WHAT TO PRODUCE: Rewrite the article on growing joints from "To date, researchers" to "in The Lancet.", replacing "rabbits" with "sheep".

DOCUMENT EXCERPT:
Grow Your Own Joints
August 17, 2011
The end of Metal, Plastic and Ceramic Joint Replacements may not be as far-fetched as once thought. I’m pretty sure this is not happy news for the manufacturers of orthopedic devices… which play in a market valued in the Billions.
According to a recent article in the USA TODAY, in a decade or so, people now receiving metal and ceramic replacement joints may instead be able to have a fully functional biological replacement — a joint grown within their own bodies to their specific physiology.
To date, researchers have successfully grown replacement shoulder joints in rabbits, using an implanted biological “scaffold” upon which new cartilage developed, according to a study reported in The Lancet.
The new process works by implanting in the damaged joint what’s called a bioscaffold, which has been infused with a medication known as transforming growth factor beta-3. The drug encourages the body’s own cells — stem cells included — to become cartilage and bone cells.

EXTRACTED DATA:

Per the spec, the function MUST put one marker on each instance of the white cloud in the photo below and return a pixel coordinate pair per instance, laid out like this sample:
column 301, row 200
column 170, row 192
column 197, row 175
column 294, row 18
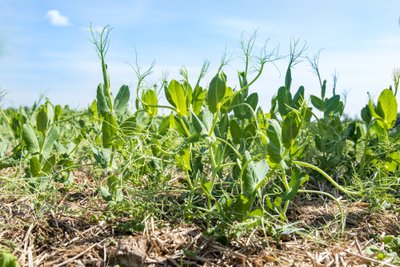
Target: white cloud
column 57, row 19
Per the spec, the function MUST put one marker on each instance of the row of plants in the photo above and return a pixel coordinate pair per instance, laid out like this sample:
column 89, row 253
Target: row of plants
column 211, row 155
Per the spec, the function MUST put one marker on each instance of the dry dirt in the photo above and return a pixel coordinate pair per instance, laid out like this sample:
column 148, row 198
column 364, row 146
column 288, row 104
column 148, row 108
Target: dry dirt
column 69, row 236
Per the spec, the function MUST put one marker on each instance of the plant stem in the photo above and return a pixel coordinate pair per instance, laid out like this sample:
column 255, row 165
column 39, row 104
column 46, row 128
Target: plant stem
column 330, row 179
column 342, row 216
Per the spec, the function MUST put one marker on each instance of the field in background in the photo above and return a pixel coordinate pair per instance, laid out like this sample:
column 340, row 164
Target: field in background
column 214, row 181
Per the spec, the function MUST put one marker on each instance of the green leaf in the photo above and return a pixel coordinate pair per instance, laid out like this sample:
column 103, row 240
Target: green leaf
column 366, row 114
column 252, row 100
column 114, row 187
column 284, row 99
column 48, row 142
column 176, row 97
column 274, row 148
column 109, row 128
column 290, row 128
column 122, row 99
column 199, row 125
column 387, row 108
column 183, row 158
column 236, row 132
column 298, row 98
column 57, row 112
column 150, row 98
column 318, row 103
column 197, row 99
column 288, row 78
column 221, row 130
column 216, row 91
column 102, row 104
column 253, row 174
column 333, row 105
column 188, row 92
column 30, row 139
column 35, row 167
column 42, row 120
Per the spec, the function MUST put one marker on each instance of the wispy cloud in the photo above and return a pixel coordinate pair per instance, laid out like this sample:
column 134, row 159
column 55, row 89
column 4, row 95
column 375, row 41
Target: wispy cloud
column 56, row 18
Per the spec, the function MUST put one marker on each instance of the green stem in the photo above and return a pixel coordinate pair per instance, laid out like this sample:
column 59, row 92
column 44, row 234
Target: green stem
column 330, row 179
column 362, row 161
column 231, row 146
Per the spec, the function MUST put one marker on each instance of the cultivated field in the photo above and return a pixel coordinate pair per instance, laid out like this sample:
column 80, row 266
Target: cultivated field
column 213, row 180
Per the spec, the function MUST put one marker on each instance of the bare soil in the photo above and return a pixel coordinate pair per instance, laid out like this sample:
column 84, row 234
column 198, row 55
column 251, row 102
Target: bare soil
column 67, row 234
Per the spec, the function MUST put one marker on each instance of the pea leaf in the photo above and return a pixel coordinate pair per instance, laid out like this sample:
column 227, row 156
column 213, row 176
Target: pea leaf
column 150, row 98
column 48, row 142
column 274, row 147
column 318, row 103
column 109, row 128
column 102, row 104
column 30, row 139
column 216, row 91
column 122, row 99
column 198, row 97
column 387, row 108
column 290, row 128
column 176, row 97
column 253, row 174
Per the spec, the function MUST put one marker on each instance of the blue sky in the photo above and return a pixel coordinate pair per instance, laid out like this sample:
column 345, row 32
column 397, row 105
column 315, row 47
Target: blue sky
column 45, row 46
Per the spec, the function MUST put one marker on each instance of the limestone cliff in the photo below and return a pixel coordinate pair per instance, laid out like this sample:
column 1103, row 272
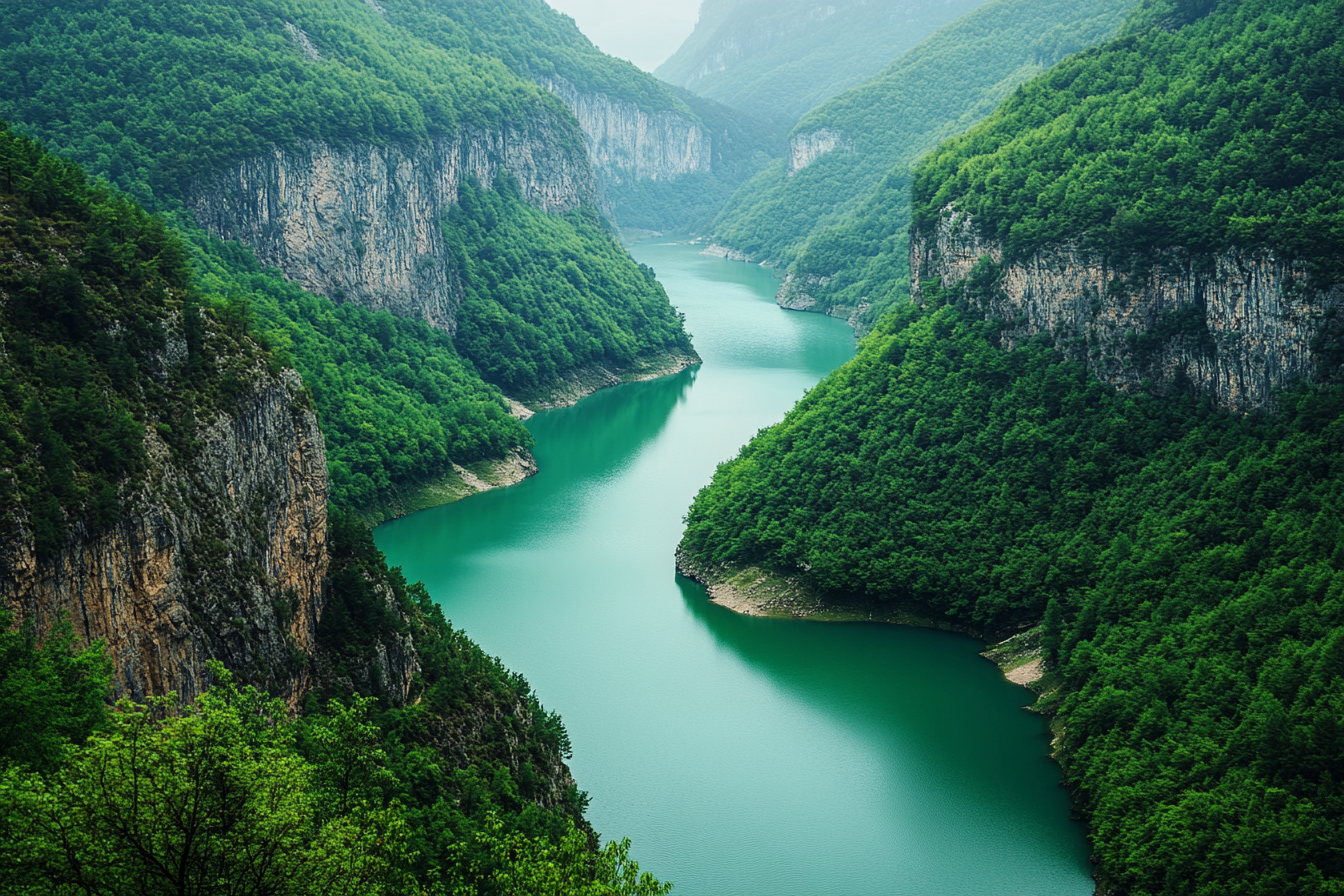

THE COMPLETED TASK:
To date, researchers have successfully grown replacement shoulder joints in sheep, using an implanted biological “scaffold” upon which new cartilage developed, according to a study reported in The Lancet.